| Exercise task |
Copy the records below exactly as they appear.

--- START Listed records ---

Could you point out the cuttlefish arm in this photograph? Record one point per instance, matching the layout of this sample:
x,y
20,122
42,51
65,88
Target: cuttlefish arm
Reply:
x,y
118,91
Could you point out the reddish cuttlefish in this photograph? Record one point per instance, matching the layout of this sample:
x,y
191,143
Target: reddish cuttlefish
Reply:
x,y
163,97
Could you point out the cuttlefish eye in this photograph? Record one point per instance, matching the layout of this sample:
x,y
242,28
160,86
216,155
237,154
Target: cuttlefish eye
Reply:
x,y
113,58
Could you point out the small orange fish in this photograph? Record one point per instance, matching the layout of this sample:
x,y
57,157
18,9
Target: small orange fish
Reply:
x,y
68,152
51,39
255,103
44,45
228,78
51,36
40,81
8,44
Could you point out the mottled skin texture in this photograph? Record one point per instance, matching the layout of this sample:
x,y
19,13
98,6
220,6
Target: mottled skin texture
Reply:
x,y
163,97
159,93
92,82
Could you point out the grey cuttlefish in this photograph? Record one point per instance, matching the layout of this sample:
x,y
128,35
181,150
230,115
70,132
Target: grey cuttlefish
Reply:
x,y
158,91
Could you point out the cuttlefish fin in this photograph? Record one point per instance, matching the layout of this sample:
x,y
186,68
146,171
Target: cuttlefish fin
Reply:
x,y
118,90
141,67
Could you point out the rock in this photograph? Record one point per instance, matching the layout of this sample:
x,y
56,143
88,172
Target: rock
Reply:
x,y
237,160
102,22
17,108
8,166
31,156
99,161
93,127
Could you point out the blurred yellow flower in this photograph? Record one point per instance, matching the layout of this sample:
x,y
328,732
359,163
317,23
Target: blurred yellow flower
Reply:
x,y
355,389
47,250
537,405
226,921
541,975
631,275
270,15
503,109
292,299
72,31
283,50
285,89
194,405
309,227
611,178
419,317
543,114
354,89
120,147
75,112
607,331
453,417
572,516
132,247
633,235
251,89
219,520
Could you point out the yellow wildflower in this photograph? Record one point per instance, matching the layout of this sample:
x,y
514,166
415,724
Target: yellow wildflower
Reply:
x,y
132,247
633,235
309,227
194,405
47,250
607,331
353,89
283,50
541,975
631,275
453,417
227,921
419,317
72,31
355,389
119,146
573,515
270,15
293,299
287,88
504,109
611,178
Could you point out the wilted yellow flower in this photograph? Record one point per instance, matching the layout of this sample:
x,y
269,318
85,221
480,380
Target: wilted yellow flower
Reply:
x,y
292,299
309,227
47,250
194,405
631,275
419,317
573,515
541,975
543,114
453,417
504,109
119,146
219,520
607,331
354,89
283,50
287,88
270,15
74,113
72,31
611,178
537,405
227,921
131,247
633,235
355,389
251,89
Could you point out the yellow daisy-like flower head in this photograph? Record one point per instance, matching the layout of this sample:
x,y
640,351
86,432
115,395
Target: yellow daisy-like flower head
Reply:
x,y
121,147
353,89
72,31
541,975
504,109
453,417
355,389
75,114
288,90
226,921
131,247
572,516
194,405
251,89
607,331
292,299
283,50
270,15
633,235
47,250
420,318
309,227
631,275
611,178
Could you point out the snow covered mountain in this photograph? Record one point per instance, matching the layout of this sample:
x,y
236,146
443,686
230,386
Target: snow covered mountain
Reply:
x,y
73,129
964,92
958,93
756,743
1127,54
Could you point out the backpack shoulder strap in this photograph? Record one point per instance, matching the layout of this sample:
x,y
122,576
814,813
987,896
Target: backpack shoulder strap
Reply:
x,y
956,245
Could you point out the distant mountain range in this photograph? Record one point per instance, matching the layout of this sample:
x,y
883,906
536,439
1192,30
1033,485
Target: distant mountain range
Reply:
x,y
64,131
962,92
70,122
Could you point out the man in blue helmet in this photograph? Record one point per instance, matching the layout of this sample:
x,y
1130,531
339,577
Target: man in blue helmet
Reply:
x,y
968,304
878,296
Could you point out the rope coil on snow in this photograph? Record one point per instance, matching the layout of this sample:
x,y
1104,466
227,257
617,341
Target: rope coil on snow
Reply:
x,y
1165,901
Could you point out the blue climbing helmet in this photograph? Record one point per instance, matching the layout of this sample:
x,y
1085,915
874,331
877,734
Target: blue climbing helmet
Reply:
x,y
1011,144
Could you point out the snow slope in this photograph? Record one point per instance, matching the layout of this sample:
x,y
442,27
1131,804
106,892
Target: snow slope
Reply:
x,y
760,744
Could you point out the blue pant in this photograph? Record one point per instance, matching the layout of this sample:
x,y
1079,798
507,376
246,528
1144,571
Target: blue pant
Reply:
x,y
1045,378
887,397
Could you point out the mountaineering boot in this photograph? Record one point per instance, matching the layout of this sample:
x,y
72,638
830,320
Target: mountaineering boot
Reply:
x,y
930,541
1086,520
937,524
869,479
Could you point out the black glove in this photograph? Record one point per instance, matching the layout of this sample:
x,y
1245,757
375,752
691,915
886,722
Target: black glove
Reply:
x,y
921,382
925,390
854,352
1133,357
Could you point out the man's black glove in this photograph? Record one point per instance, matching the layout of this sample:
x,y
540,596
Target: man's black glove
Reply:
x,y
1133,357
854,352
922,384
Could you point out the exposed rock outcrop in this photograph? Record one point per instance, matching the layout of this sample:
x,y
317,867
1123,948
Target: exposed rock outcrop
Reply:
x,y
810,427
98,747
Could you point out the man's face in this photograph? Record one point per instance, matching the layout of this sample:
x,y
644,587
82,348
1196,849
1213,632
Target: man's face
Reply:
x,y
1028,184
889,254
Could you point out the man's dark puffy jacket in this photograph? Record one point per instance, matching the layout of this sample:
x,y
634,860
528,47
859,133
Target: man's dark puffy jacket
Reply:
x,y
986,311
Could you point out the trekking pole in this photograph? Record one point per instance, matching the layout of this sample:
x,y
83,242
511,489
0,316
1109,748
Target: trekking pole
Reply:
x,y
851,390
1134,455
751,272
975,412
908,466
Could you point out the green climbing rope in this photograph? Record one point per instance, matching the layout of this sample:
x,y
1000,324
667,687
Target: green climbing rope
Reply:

--- END Listed records ---

| Exercise answer |
Could you point out the cuttlefish arm in this photograph? Record one point per instance, matching the layout of this sample:
x,y
20,122
42,51
65,88
Target: cuttlefish arm
Reply:
x,y
118,91
Could you point out the reddish cuttlefish in this photograph? Record one point per instance, matching the layout of this sample:
x,y
191,143
Target: reddish cuttlefish
Reply:
x,y
163,97
Could you point out the cuttlefish eye in this photograph? Record one point per instance, matching the layout of this sample:
x,y
242,28
160,86
216,155
237,154
Target: cuttlefish eye
Reply:
x,y
113,58
Could you point out the small orange fish in this photograph? Record one point per instance, matching the layout of this sample:
x,y
57,157
18,9
Target: small orange fish
Reply:
x,y
68,152
51,39
255,103
44,45
228,78
51,36
40,81
8,44
Could you point out the mottled skin texture in this photograph? Record one point per instance, matching the layout of this sample:
x,y
19,13
98,6
220,6
Target: mottled skin texture
Reply:
x,y
163,97
159,93
92,82
Could you point out the grey cuttlefish in this photograph? Record one point per instance, matching the layout of this sample:
x,y
128,35
181,150
230,115
70,132
Target: grey cuttlefish
Reply:
x,y
158,91
Could you point out the cuttlefish fin in this photograph? Record one point per instance, matching the layout of this sample:
x,y
186,68
146,171
Target: cuttlefish fin
Reply:
x,y
118,90
141,67
Could you point out the rock in this photograph? Record one point per instance, matching the layout of this sample:
x,y
56,143
88,172
Target: rock
Reply:
x,y
237,160
102,22
17,108
8,166
31,156
99,161
93,127
Could you point out the blurred yellow flower in this photograph? Record one point per instance, matching the layout of this sample:
x,y
328,732
359,163
317,23
Target: blurred yellow flower
Reply:
x,y
355,389
47,250
537,405
226,921
541,975
631,275
270,15
503,109
292,299
72,31
283,50
285,89
194,405
309,227
611,178
419,317
543,114
354,89
120,147
75,112
607,331
453,417
572,516
132,247
633,235
251,89
219,520
Could you point out the yellow wildflower in this photograph? Record one point per instance, matching the layout of this sample:
x,y
514,166
415,724
Target: yellow wildflower
Reply:
x,y
132,247
633,235
309,227
194,405
47,250
607,331
353,89
283,50
541,975
631,275
453,417
227,921
419,317
72,31
355,389
119,146
573,515
270,15
293,299
287,88
504,109
611,178
Could you point out the wilted yellow flower in this photograph? Record one point per instance, matching the layout of this sample:
x,y
269,318
85,221
480,380
Target: wilted yellow flower
Reply:
x,y
292,299
309,227
47,250
194,405
631,275
419,317
573,515
541,975
543,114
453,417
504,109
119,146
219,520
607,331
354,89
283,50
287,88
270,15
74,113
72,31
611,178
537,405
227,921
131,247
633,235
355,389
251,89
Could you point out the yellow daisy-like flower head in this photograph? Record one point per instance, matching the layout of this sample:
x,y
640,351
86,432
115,395
Target: yellow daisy-like flower head
Reply:
x,y
121,147
353,89
72,31
541,975
504,109
453,417
355,389
75,114
288,90
226,921
131,247
572,516
194,405
251,89
607,331
292,299
283,50
270,15
633,235
47,250
420,318
309,227
631,275
611,178
Could you point out the snow covered mountain in this photograph? Record one point per instance, matching the layout of this sample:
x,y
236,146
443,686
230,386
Target: snow covered mountain
Reply:
x,y
73,129
964,92
958,93
756,743
1127,54
Could you point out the backpack shoulder strap in this photograph? Record one point per instance, matching the layout of this sample:
x,y
122,576
814,813
987,896
Target: backpack shoulder strap
Reply:
x,y
956,245
Could you point out the distant mountain range in this photograph? Record one point per instance, matching the layout of this sample:
x,y
883,906
536,439
1192,30
1033,485
Target: distant mountain range
Reply:
x,y
64,131
962,92
70,122
Could you point out the man in blue helmet in this photograph? Record one point per instance, matching the layout of this sample:
x,y
1130,531
339,577
Target: man in blue helmet
Reply:
x,y
968,304
878,296
Could you point out the rope coil on snow in this photograph? Record one point per instance, matching the layout of this sample:
x,y
1104,466
227,257
617,341
Target: rope coil on snow
Reply:
x,y
1165,901
Could you point out the blue climbing helmet in this photograph? Record one point per instance, matching the layout of this sample:
x,y
1085,915
874,331
877,734
Target: blue climbing helmet
Reply:
x,y
1011,144
Could you point out the snow slope in this photograph? Record one point per instance, matching the layout of this sample:
x,y
442,27
1131,804
106,892
Target: snow slope
Reply:
x,y
760,744
Could you point out the blue pant in this photograph? Record one point per instance, matching the layout of this sample:
x,y
1079,798
507,376
246,528
1144,571
Target: blue pant
Reply:
x,y
1045,378
887,397
Could you point out the mountaineering boot in this photograph? Record one point per instance, matching the layout of this sample:
x,y
72,638
830,320
Target: mountaineering boot
Reply:
x,y
930,541
1086,520
937,524
869,479
Could you point out the black glove in this photograph? Record one point per instance, matching the layout of this sample:
x,y
1245,757
375,752
691,915
886,722
Target: black glove
Reply:
x,y
921,382
925,390
854,352
1133,357
Could you point out the man's black glove in this photograph? Record one point per instance, matching the layout of this sample:
x,y
540,596
Target: man's black glove
Reply:
x,y
1133,357
854,352
922,384
Could you point out the exposed rock outcrop in this photograph? Record one point per instance, matching the layout of this sample:
x,y
317,867
1123,948
Target: exposed rock outcrop
Reply:
x,y
810,427
98,747
Could you point out the man's face in this photograph? Record one point per instance, matching the layout of this sample:
x,y
644,587
82,348
1196,849
1213,632
Target: man's face
Reply:
x,y
1028,184
889,254
Could you point out the man's dark puffy jacket in this photograph? Record one point per instance, matching the layout of this sample:
x,y
634,860
528,47
859,133
Target: man's dark puffy jacket
Reply:
x,y
986,311
Could you point out the trekking pole in this photograph? Record one point per instance, matching the layout of this sample:
x,y
83,242
511,489
0,316
1109,748
Target: trekking pole
Reply:
x,y
851,390
1134,455
751,272
975,412
908,466
Could you point out the green climbing rope in this photograph? Record one point per instance, matching the layout of this sample:
x,y
1000,324
667,687
Target: green climbing rope
Reply:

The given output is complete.